Auszüge aus einem Segmentierungsdatensatz:
• • •

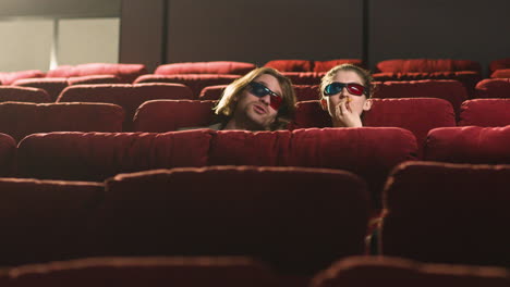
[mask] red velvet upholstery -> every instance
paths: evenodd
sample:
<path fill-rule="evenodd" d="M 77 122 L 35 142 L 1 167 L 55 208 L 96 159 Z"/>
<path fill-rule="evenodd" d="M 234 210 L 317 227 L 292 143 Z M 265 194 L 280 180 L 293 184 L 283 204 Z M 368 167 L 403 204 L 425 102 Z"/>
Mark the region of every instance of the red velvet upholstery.
<path fill-rule="evenodd" d="M 153 100 L 139 105 L 133 130 L 165 133 L 185 127 L 206 127 L 215 118 L 215 101 Z"/>
<path fill-rule="evenodd" d="M 493 74 L 496 70 L 510 68 L 510 58 L 494 60 L 489 64 L 489 74 Z"/>
<path fill-rule="evenodd" d="M 12 174 L 15 154 L 16 141 L 9 135 L 0 134 L 0 177 Z"/>
<path fill-rule="evenodd" d="M 132 130 L 136 109 L 145 101 L 191 98 L 193 98 L 191 89 L 180 84 L 105 84 L 70 86 L 62 91 L 57 102 L 107 102 L 118 104 L 125 112 L 124 130 Z"/>
<path fill-rule="evenodd" d="M 333 66 L 347 63 L 362 65 L 360 59 L 336 59 L 327 61 L 272 60 L 264 66 L 274 67 L 280 72 L 328 72 Z"/>
<path fill-rule="evenodd" d="M 121 132 L 124 111 L 110 103 L 0 103 L 0 133 L 21 140 L 34 133 Z"/>
<path fill-rule="evenodd" d="M 105 187 L 100 183 L 0 178 L 0 265 L 7 266 L 62 260 L 82 252 L 78 239 Z"/>
<path fill-rule="evenodd" d="M 19 176 L 96 180 L 123 172 L 207 164 L 210 134 L 50 133 L 31 135 L 17 148 Z"/>
<path fill-rule="evenodd" d="M 228 85 L 216 85 L 209 86 L 202 89 L 201 95 L 198 95 L 199 100 L 219 100 L 223 95 L 223 90 Z"/>
<path fill-rule="evenodd" d="M 490 74 L 491 78 L 510 78 L 510 68 L 501 68 Z"/>
<path fill-rule="evenodd" d="M 290 78 L 293 85 L 320 85 L 320 79 L 326 73 L 282 72 L 281 74 Z"/>
<path fill-rule="evenodd" d="M 52 99 L 44 89 L 16 87 L 16 86 L 0 86 L 0 102 L 19 101 L 19 102 L 50 102 Z"/>
<path fill-rule="evenodd" d="M 189 86 L 195 98 L 208 86 L 228 85 L 239 75 L 212 75 L 212 74 L 181 74 L 181 75 L 144 75 L 135 80 L 139 83 L 174 83 Z"/>
<path fill-rule="evenodd" d="M 460 126 L 506 126 L 510 125 L 509 99 L 475 99 L 462 103 Z"/>
<path fill-rule="evenodd" d="M 470 60 L 452 59 L 394 59 L 380 61 L 376 65 L 378 72 L 382 73 L 433 73 L 433 72 L 457 72 L 473 71 L 482 73 L 478 62 Z"/>
<path fill-rule="evenodd" d="M 510 99 L 510 77 L 509 78 L 485 78 L 476 84 L 477 98 L 509 98 Z"/>
<path fill-rule="evenodd" d="M 40 72 L 39 70 L 27 70 L 27 71 L 20 71 L 20 72 L 0 72 L 0 83 L 2 85 L 11 85 L 12 83 L 16 82 L 21 78 L 40 78 L 45 77 L 45 73 Z"/>
<path fill-rule="evenodd" d="M 256 66 L 252 63 L 216 61 L 216 62 L 187 62 L 160 65 L 156 68 L 156 75 L 174 74 L 231 74 L 244 75 Z"/>
<path fill-rule="evenodd" d="M 376 84 L 374 98 L 438 98 L 447 100 L 459 116 L 460 107 L 467 100 L 465 87 L 453 79 L 422 79 Z"/>
<path fill-rule="evenodd" d="M 143 64 L 109 64 L 109 63 L 87 63 L 80 65 L 61 65 L 48 71 L 47 77 L 80 77 L 92 75 L 114 75 L 121 83 L 131 84 L 138 76 L 147 74 L 147 68 Z"/>
<path fill-rule="evenodd" d="M 430 130 L 424 159 L 453 163 L 510 164 L 510 126 L 442 127 Z"/>
<path fill-rule="evenodd" d="M 376 73 L 372 75 L 375 80 L 420 80 L 420 79 L 457 79 L 464 85 L 469 98 L 474 98 L 474 88 L 482 80 L 478 72 L 460 71 L 460 72 L 408 72 L 408 73 Z"/>
<path fill-rule="evenodd" d="M 418 157 L 430 129 L 456 126 L 451 104 L 441 99 L 374 99 L 364 116 L 365 126 L 394 126 L 411 130 L 418 144 Z"/>
<path fill-rule="evenodd" d="M 312 287 L 503 287 L 510 273 L 501 267 L 421 263 L 391 257 L 351 257 L 314 278 Z"/>
<path fill-rule="evenodd" d="M 264 264 L 242 257 L 87 258 L 22 265 L 0 275 L 4 287 L 277 287 L 280 279 Z"/>
<path fill-rule="evenodd" d="M 382 254 L 509 266 L 509 184 L 510 165 L 400 165 L 385 190 Z"/>
<path fill-rule="evenodd" d="M 364 250 L 368 195 L 344 171 L 211 166 L 106 185 L 97 219 L 106 255 L 250 255 L 313 274 Z"/>

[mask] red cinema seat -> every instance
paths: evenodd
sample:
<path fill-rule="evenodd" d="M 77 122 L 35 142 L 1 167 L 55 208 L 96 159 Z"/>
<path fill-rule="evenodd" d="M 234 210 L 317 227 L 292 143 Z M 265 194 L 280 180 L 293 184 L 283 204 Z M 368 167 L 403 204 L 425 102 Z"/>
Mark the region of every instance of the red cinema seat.
<path fill-rule="evenodd" d="M 86 222 L 104 194 L 102 183 L 0 178 L 0 265 L 83 255 Z"/>
<path fill-rule="evenodd" d="M 208 86 L 228 85 L 240 78 L 240 75 L 219 74 L 179 74 L 179 75 L 143 75 L 135 80 L 141 83 L 174 83 L 183 84 L 193 91 L 194 99 L 198 98 L 201 91 Z"/>
<path fill-rule="evenodd" d="M 489 64 L 489 74 L 506 68 L 510 68 L 510 58 L 494 60 Z"/>
<path fill-rule="evenodd" d="M 264 66 L 276 68 L 280 72 L 328 72 L 340 64 L 363 65 L 360 59 L 335 59 L 327 61 L 312 60 L 272 60 Z"/>
<path fill-rule="evenodd" d="M 16 86 L 0 86 L 0 102 L 17 101 L 17 102 L 51 102 L 52 99 L 44 89 L 16 87 Z"/>
<path fill-rule="evenodd" d="M 16 141 L 9 135 L 0 134 L 0 177 L 12 174 L 15 154 Z"/>
<path fill-rule="evenodd" d="M 122 107 L 125 112 L 124 130 L 132 130 L 136 109 L 155 99 L 191 99 L 192 91 L 180 84 L 118 84 L 77 85 L 65 88 L 57 102 L 106 102 Z"/>
<path fill-rule="evenodd" d="M 509 99 L 475 99 L 462 103 L 459 126 L 510 125 Z"/>
<path fill-rule="evenodd" d="M 11 85 L 21 78 L 40 78 L 45 77 L 45 73 L 39 70 L 27 70 L 19 72 L 0 72 L 0 83 L 2 85 Z"/>
<path fill-rule="evenodd" d="M 491 78 L 510 78 L 510 68 L 500 68 L 490 74 Z"/>
<path fill-rule="evenodd" d="M 441 127 L 430 130 L 424 159 L 452 163 L 510 164 L 510 126 Z"/>
<path fill-rule="evenodd" d="M 495 266 L 422 263 L 394 257 L 351 257 L 317 275 L 312 287 L 503 287 L 508 270 Z"/>
<path fill-rule="evenodd" d="M 147 74 L 147 68 L 143 64 L 110 64 L 110 63 L 87 63 L 80 65 L 61 65 L 48 71 L 47 77 L 81 77 L 92 75 L 113 75 L 120 83 L 131 84 L 141 75 Z"/>
<path fill-rule="evenodd" d="M 265 264 L 243 257 L 86 258 L 16 266 L 0 275 L 5 287 L 277 287 L 279 282 Z"/>
<path fill-rule="evenodd" d="M 207 130 L 36 134 L 19 144 L 17 176 L 102 182 L 119 173 L 204 166 L 210 138 Z"/>
<path fill-rule="evenodd" d="M 122 132 L 124 111 L 110 103 L 0 103 L 0 133 L 20 141 L 49 132 Z"/>
<path fill-rule="evenodd" d="M 247 255 L 311 275 L 364 251 L 368 195 L 344 171 L 209 166 L 106 185 L 101 255 Z"/>
<path fill-rule="evenodd" d="M 509 186 L 510 165 L 398 166 L 384 194 L 381 253 L 423 262 L 509 266 Z"/>
<path fill-rule="evenodd" d="M 214 61 L 214 62 L 186 62 L 163 64 L 156 68 L 156 75 L 175 75 L 175 74 L 231 74 L 244 75 L 256 66 L 252 63 L 233 61 Z"/>
<path fill-rule="evenodd" d="M 413 160 L 416 140 L 401 128 L 309 128 L 216 132 L 209 165 L 304 166 L 345 170 L 368 183 L 378 205 L 382 183 L 398 163 Z"/>
<path fill-rule="evenodd" d="M 467 100 L 465 87 L 453 79 L 422 79 L 384 82 L 376 84 L 374 98 L 438 98 L 447 100 L 459 116 L 460 107 Z"/>
<path fill-rule="evenodd" d="M 510 78 L 486 78 L 476 84 L 476 98 L 510 99 Z"/>
<path fill-rule="evenodd" d="M 133 130 L 165 133 L 186 127 L 206 127 L 215 120 L 216 101 L 153 100 L 139 105 Z"/>
<path fill-rule="evenodd" d="M 476 61 L 452 59 L 392 59 L 378 62 L 376 67 L 382 73 L 482 72 Z"/>

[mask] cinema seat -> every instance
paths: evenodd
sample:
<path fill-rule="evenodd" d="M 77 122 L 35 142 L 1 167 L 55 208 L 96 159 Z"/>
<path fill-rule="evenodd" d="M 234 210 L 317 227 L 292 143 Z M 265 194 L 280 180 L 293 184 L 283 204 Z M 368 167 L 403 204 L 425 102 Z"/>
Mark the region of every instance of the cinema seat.
<path fill-rule="evenodd" d="M 433 264 L 396 257 L 351 257 L 318 274 L 311 287 L 503 287 L 510 273 L 495 266 Z"/>
<path fill-rule="evenodd" d="M 240 78 L 240 75 L 220 74 L 175 74 L 175 75 L 143 75 L 134 82 L 141 83 L 174 83 L 183 84 L 193 91 L 194 99 L 198 98 L 201 91 L 208 86 L 228 85 Z"/>
<path fill-rule="evenodd" d="M 207 130 L 49 133 L 17 147 L 17 177 L 102 182 L 119 173 L 207 165 Z"/>
<path fill-rule="evenodd" d="M 186 127 L 206 127 L 215 120 L 216 101 L 153 100 L 139 105 L 133 130 L 165 133 Z"/>
<path fill-rule="evenodd" d="M 476 98 L 506 98 L 510 99 L 509 78 L 486 78 L 476 84 Z"/>
<path fill-rule="evenodd" d="M 0 72 L 0 83 L 2 85 L 11 85 L 21 78 L 40 78 L 45 77 L 45 73 L 39 70 L 27 70 L 19 72 Z"/>
<path fill-rule="evenodd" d="M 312 275 L 364 251 L 368 195 L 344 171 L 160 170 L 118 175 L 106 189 L 101 255 L 248 255 Z"/>
<path fill-rule="evenodd" d="M 0 103 L 0 133 L 20 141 L 48 132 L 122 132 L 124 111 L 110 103 Z"/>
<path fill-rule="evenodd" d="M 399 165 L 384 194 L 381 254 L 509 266 L 509 186 L 510 165 Z"/>
<path fill-rule="evenodd" d="M 234 61 L 212 61 L 212 62 L 184 62 L 159 65 L 154 74 L 175 75 L 175 74 L 231 74 L 244 75 L 256 66 L 252 63 Z"/>
<path fill-rule="evenodd" d="M 51 102 L 51 98 L 44 89 L 16 87 L 16 86 L 0 86 L 0 102 L 17 101 L 17 102 Z"/>
<path fill-rule="evenodd" d="M 118 84 L 76 85 L 65 88 L 57 102 L 106 102 L 122 107 L 125 112 L 123 127 L 133 129 L 133 116 L 145 101 L 154 99 L 191 99 L 192 91 L 180 84 Z"/>
<path fill-rule="evenodd" d="M 509 99 L 475 99 L 462 103 L 459 126 L 510 125 Z"/>
<path fill-rule="evenodd" d="M 113 63 L 86 63 L 80 65 L 61 65 L 48 71 L 46 77 L 81 77 L 92 75 L 113 75 L 120 83 L 131 84 L 138 76 L 147 74 L 143 64 L 113 64 Z"/>
<path fill-rule="evenodd" d="M 15 154 L 16 141 L 9 135 L 0 134 L 0 177 L 12 175 Z"/>
<path fill-rule="evenodd" d="M 510 126 L 441 127 L 430 130 L 424 159 L 452 163 L 510 164 Z"/>
<path fill-rule="evenodd" d="M 245 257 L 117 257 L 16 266 L 0 275 L 0 284 L 5 287 L 277 287 L 284 282 L 280 277 L 266 264 Z"/>
<path fill-rule="evenodd" d="M 451 103 L 457 118 L 460 107 L 467 100 L 465 87 L 453 79 L 422 79 L 377 83 L 374 98 L 438 98 Z"/>
<path fill-rule="evenodd" d="M 0 178 L 0 265 L 83 255 L 80 240 L 104 194 L 102 183 Z"/>

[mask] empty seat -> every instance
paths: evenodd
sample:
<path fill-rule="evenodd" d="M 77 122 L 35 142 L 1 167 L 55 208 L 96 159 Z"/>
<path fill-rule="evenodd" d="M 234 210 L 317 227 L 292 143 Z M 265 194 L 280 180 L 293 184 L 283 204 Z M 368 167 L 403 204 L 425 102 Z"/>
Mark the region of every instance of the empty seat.
<path fill-rule="evenodd" d="M 482 72 L 476 61 L 452 59 L 392 59 L 378 62 L 376 67 L 382 73 Z"/>
<path fill-rule="evenodd" d="M 231 74 L 244 75 L 256 66 L 252 63 L 234 61 L 185 62 L 159 65 L 154 74 Z"/>
<path fill-rule="evenodd" d="M 2 85 L 11 85 L 21 78 L 40 78 L 45 77 L 45 73 L 39 70 L 27 70 L 19 72 L 0 72 L 0 83 Z"/>
<path fill-rule="evenodd" d="M 110 103 L 0 103 L 0 133 L 17 141 L 48 132 L 122 132 L 124 111 Z"/>
<path fill-rule="evenodd" d="M 309 275 L 364 251 L 368 195 L 344 171 L 210 166 L 106 185 L 96 221 L 105 255 L 250 255 Z"/>
<path fill-rule="evenodd" d="M 102 182 L 119 173 L 204 166 L 210 138 L 206 130 L 36 134 L 19 144 L 16 176 Z"/>
<path fill-rule="evenodd" d="M 0 86 L 0 102 L 17 101 L 17 102 L 51 102 L 52 99 L 44 89 L 16 87 L 16 86 Z"/>
<path fill-rule="evenodd" d="M 438 98 L 447 100 L 459 116 L 460 107 L 467 100 L 465 87 L 453 79 L 422 79 L 377 83 L 374 98 Z"/>
<path fill-rule="evenodd" d="M 494 266 L 433 264 L 394 257 L 351 257 L 314 278 L 312 287 L 503 287 L 508 270 Z"/>
<path fill-rule="evenodd" d="M 83 255 L 84 227 L 104 194 L 102 183 L 0 178 L 0 265 Z"/>
<path fill-rule="evenodd" d="M 138 76 L 147 74 L 143 64 L 112 64 L 112 63 L 87 63 L 80 65 L 61 65 L 48 71 L 47 77 L 80 77 L 92 75 L 113 75 L 121 83 L 131 84 Z"/>
<path fill-rule="evenodd" d="M 510 164 L 510 126 L 441 127 L 430 130 L 424 159 L 453 163 Z"/>
<path fill-rule="evenodd" d="M 185 127 L 206 127 L 215 120 L 215 104 L 216 101 L 147 101 L 134 115 L 133 130 L 165 133 Z"/>
<path fill-rule="evenodd" d="M 16 154 L 16 141 L 9 135 L 0 134 L 0 177 L 11 176 Z"/>
<path fill-rule="evenodd" d="M 462 103 L 460 126 L 506 126 L 510 125 L 509 99 L 475 99 Z"/>
<path fill-rule="evenodd" d="M 328 72 L 340 64 L 363 65 L 363 62 L 360 59 L 335 59 L 327 61 L 271 60 L 264 66 L 269 66 L 280 72 Z"/>
<path fill-rule="evenodd" d="M 195 99 L 201 91 L 208 86 L 228 85 L 240 75 L 220 75 L 220 74 L 177 74 L 177 75 L 143 75 L 135 80 L 139 83 L 174 83 L 183 84 L 190 87 Z"/>
<path fill-rule="evenodd" d="M 5 270 L 0 284 L 29 286 L 277 287 L 280 277 L 243 257 L 87 258 Z"/>
<path fill-rule="evenodd" d="M 410 162 L 387 183 L 382 254 L 510 265 L 510 165 Z"/>
<path fill-rule="evenodd" d="M 70 86 L 61 92 L 57 102 L 107 102 L 118 104 L 125 112 L 124 130 L 132 130 L 136 109 L 145 101 L 191 98 L 193 98 L 191 89 L 180 84 L 104 84 Z"/>
<path fill-rule="evenodd" d="M 446 100 L 433 98 L 373 99 L 372 109 L 365 112 L 363 122 L 365 126 L 401 127 L 411 130 L 418 144 L 418 157 L 422 155 L 430 129 L 457 125 L 451 104 Z M 331 126 L 331 118 L 328 112 L 320 108 L 319 101 L 296 104 L 291 128 L 327 126 Z"/>
<path fill-rule="evenodd" d="M 486 78 L 476 84 L 476 98 L 508 98 L 510 99 L 509 78 Z"/>

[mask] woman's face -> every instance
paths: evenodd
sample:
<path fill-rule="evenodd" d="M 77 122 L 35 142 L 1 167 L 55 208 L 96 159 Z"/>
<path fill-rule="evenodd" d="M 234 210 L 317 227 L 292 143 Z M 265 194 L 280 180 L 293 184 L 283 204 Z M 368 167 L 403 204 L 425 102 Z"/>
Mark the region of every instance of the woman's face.
<path fill-rule="evenodd" d="M 354 71 L 339 71 L 332 78 L 332 82 L 338 82 L 342 84 L 353 83 L 365 86 L 363 79 Z M 363 111 L 368 111 L 372 107 L 372 102 L 369 99 L 366 98 L 365 93 L 361 96 L 353 95 L 348 90 L 347 87 L 343 87 L 339 92 L 335 95 L 323 97 L 326 99 L 327 110 L 333 118 L 337 116 L 336 110 L 342 102 L 345 102 L 345 108 L 349 111 L 357 115 L 361 115 Z"/>

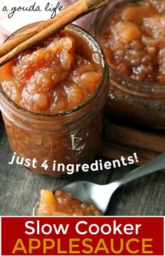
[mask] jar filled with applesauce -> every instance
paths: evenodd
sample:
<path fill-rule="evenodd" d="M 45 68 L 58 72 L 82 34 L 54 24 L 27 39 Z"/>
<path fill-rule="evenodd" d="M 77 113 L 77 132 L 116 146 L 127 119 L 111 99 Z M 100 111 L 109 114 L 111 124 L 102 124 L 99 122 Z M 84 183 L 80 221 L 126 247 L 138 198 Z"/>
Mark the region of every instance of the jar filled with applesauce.
<path fill-rule="evenodd" d="M 36 159 L 30 169 L 58 176 L 64 172 L 54 171 L 53 162 L 87 163 L 96 155 L 109 76 L 89 34 L 67 26 L 2 66 L 0 84 L 11 148 L 24 160 Z"/>
<path fill-rule="evenodd" d="M 165 128 L 165 1 L 113 0 L 97 13 L 91 31 L 109 65 L 110 116 Z"/>

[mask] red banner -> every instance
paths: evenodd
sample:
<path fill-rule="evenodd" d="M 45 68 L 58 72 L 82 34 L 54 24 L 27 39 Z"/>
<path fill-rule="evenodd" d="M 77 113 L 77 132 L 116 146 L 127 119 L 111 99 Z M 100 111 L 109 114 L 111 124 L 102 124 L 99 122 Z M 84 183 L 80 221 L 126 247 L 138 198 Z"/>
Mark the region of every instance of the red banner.
<path fill-rule="evenodd" d="M 164 218 L 2 217 L 1 255 L 164 255 Z"/>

• • •

Worum es geht: Kannst du das Material vom Anfang bis einschließlich der Zeile mit „Mark the region of every instance of the red velvet“ unverändert wiedergeben und dabei die Bilder weglassen?

Schriftliche Antwort:
[mask] red velvet upholstery -> every instance
paths: evenodd
sample:
<path fill-rule="evenodd" d="M 77 122 L 35 142 L 1 167 L 55 208 L 96 159 Z"/>
<path fill-rule="evenodd" d="M 234 210 L 317 227 L 292 143 Z M 265 194 L 280 180 L 293 184 L 283 204 Z M 368 167 L 403 204 L 425 102 Z"/>
Mark the region of every instance of the red velvet upholstery.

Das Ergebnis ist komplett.